> PROMPT
Copy every line of the items that follow verbatim, changing nothing.

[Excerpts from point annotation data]

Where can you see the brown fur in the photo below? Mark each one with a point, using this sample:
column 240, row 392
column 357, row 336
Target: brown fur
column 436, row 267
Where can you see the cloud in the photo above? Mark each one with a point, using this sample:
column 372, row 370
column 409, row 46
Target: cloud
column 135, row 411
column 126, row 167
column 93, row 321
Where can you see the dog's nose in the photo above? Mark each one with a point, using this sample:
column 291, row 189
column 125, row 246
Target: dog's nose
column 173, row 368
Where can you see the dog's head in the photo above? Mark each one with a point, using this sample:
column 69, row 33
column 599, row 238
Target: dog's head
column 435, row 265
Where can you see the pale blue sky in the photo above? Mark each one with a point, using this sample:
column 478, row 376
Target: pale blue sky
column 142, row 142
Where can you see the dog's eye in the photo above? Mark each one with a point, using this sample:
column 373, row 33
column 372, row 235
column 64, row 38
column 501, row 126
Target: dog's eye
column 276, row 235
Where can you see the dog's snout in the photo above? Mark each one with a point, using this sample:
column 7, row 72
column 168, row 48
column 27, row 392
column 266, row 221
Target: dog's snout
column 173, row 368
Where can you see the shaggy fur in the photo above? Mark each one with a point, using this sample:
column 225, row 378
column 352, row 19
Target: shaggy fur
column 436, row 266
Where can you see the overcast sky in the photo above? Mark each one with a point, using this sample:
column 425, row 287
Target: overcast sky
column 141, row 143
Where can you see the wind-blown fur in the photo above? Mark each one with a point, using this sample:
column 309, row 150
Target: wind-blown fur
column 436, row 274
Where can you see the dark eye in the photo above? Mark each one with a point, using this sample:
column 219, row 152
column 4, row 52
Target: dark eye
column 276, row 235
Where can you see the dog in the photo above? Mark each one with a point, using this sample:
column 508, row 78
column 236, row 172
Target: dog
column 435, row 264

> ANSWER TO THIS TASK
Where can you see the brown fur in the photo below? Mark each one with a point, using this sample:
column 240, row 392
column 357, row 336
Target: brown fur
column 436, row 267
Where can you see the cloud in the photo above? Mark each one with a point, using this sample:
column 372, row 370
column 409, row 46
Target: cloud
column 135, row 411
column 126, row 167
column 93, row 321
Where can you see the dog's nose in the photo above? Mark each one with a point, using this sample:
column 291, row 189
column 125, row 246
Target: dog's nose
column 173, row 368
Where can you see the dog's head in the photo above? Mark each one with a point, using this sample:
column 69, row 33
column 599, row 238
Target: dog's head
column 435, row 265
Where can you see the pale blue sky in the photo above? Mark each one with a point, using this sample:
column 478, row 376
Target: pale blue sky
column 142, row 142
Where can you see the dog's eye in the photo above? Mark each one with a point, using this sample:
column 373, row 33
column 372, row 235
column 64, row 38
column 501, row 126
Target: dog's eye
column 276, row 235
Where can you see the dog's snout in the photo above? Mark each one with a point, using this sample:
column 7, row 72
column 168, row 48
column 27, row 392
column 266, row 221
Target: dog's snout
column 173, row 368
Where can you see the shaggy fur in the photo above? Mark each one with a point, using this sample:
column 225, row 378
column 352, row 19
Target: shaggy fur
column 436, row 266
Where can you see the overcast sky in the photo above? Mark each one with a point, using this sample:
column 425, row 287
Target: overcast sky
column 141, row 143
Where can you see the wind-blown fur in the photo above? Mark each one with a point, using this sample:
column 309, row 150
Target: wind-blown fur
column 436, row 274
Where can you see the dark eye in the photo above? Mark each one with a point, using this sample:
column 219, row 152
column 4, row 52
Target: dark eye
column 276, row 235
Where can you see the dog in the photo above? Mark each one with a point, using this sample:
column 508, row 78
column 236, row 172
Target: dog
column 435, row 264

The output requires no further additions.